**WORK TO COMPLETE:**
In the records below, reproduce word for word the lines from the one containing "Reviewer note. Check that each instance of the street" up to and including the one containing "[(30, 494)]".

(Coordinate annotation entries)
+ + + + +

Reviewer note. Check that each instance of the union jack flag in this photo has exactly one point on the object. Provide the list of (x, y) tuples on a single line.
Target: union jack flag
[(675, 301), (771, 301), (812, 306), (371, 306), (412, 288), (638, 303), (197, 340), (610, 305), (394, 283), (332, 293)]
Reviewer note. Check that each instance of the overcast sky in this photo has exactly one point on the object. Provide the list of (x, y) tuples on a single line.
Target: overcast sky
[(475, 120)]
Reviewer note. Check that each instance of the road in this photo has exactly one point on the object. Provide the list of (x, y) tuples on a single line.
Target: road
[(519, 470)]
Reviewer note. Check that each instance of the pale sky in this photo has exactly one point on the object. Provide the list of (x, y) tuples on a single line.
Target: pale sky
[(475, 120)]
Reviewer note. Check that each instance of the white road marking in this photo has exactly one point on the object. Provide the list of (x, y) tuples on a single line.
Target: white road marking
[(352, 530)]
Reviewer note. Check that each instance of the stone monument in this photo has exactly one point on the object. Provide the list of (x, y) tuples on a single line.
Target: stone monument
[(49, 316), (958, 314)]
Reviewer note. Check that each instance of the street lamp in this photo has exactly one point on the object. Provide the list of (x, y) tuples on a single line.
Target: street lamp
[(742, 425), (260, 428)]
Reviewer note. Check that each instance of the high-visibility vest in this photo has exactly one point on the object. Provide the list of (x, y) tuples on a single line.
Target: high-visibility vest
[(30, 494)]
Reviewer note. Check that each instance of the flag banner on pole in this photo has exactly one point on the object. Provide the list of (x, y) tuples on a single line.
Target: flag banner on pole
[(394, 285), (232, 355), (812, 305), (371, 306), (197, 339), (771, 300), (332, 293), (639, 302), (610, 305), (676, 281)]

+ + + + +

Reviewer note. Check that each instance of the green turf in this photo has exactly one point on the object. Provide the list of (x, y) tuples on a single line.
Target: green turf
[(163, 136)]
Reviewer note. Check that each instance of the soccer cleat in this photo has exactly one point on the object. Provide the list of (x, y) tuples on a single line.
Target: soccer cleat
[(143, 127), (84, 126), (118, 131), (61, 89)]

+ + + + +

**FULL OUTPUT:**
Reviewer note. Check that each instance of the street lamp in this photo has exactly one point on the object. Provide the list of (x, y) tuples on a single line.
Target: street lamp
[(742, 425), (260, 428)]
Reviewer note. Check that each instance of the high-visibility vest in this photo has exactly one point on the object. Provide the list of (x, y) tuples on a single line.
Target: high-visibility vest
[(30, 494)]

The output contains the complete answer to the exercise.